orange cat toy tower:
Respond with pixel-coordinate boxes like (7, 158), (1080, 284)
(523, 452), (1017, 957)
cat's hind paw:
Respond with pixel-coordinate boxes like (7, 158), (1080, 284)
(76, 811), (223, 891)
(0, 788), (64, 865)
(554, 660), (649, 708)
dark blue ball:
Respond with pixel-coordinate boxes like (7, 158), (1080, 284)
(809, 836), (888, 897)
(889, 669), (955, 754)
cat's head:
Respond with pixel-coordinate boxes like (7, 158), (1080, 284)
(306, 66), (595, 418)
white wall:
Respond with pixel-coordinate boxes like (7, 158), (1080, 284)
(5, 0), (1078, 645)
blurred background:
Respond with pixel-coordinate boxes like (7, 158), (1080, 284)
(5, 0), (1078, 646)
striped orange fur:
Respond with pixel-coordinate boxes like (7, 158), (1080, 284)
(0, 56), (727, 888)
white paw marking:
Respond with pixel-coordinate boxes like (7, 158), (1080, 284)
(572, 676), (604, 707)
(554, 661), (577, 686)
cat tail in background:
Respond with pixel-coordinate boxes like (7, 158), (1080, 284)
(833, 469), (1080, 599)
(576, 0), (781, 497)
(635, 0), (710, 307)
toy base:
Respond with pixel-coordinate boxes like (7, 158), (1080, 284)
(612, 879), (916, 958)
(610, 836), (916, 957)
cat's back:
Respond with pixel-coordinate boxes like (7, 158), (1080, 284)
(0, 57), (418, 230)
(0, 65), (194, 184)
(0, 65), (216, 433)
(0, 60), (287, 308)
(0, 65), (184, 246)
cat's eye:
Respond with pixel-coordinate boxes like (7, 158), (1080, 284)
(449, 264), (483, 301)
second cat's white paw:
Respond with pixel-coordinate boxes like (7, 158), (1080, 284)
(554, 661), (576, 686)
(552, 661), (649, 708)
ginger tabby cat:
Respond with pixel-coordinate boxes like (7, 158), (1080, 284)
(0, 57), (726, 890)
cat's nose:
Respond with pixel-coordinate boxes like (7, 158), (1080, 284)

- **Your goal**
Output all of the records, keeping every word exact.

- **Exercise response**
orange cat toy tower:
Respond with pixel-coordinate boxes like (7, 158), (1080, 284)
(523, 452), (1017, 957)
cat's hind paw:
Respond with pixel-coordinate boxes like (7, 158), (1080, 284)
(76, 811), (223, 891)
(0, 788), (64, 865)
(554, 660), (649, 708)
dark blue ball:
Respond with pixel-coordinate boxes like (7, 158), (1080, 284)
(809, 836), (888, 897)
(889, 669), (955, 754)
cat's head:
Respond with pixel-coordinate boxes like (7, 158), (1080, 284)
(306, 66), (595, 418)
white wall:
Respond with pixel-coordinate boxes like (7, 158), (1080, 284)
(5, 0), (1078, 645)
blurred background:
Respond with pixel-coordinate boxes like (7, 158), (1080, 284)
(5, 0), (1078, 646)
striped orange fur:
Respond with pixel-coordinate boxes like (7, 158), (1080, 284)
(0, 56), (727, 888)
white paw marking:
Respond with pixel-coordinate boxes like (7, 158), (1080, 284)
(572, 676), (604, 707)
(554, 661), (577, 686)
cat tail in background:
Respond with pixel-coordinate boxes like (7, 158), (1080, 284)
(833, 469), (1080, 599)
(576, 0), (781, 497)
(635, 0), (710, 307)
toy base:
Respond with pixel-coordinate boxes like (7, 158), (1080, 284)
(612, 879), (916, 958)
(610, 836), (916, 957)
cat's back:
Respond with pixel-coordinate boxes like (7, 158), (1080, 284)
(0, 57), (418, 230)
(0, 65), (194, 184)
(0, 65), (216, 433)
(0, 60), (287, 308)
(0, 65), (184, 246)
cat's eye:
Respond with pixel-coordinate boxes like (7, 158), (1080, 284)
(449, 264), (483, 301)
second cat's white paw:
Respond with pixel-coordinate boxes like (7, 158), (1080, 284)
(554, 661), (576, 686)
(552, 661), (649, 708)
ginger tabby cat:
Respond with pixel-coordinate boxes like (7, 158), (1080, 284)
(0, 57), (726, 890)
cat's nose:
Respond with pixel-coordinate boxes like (7, 158), (1080, 284)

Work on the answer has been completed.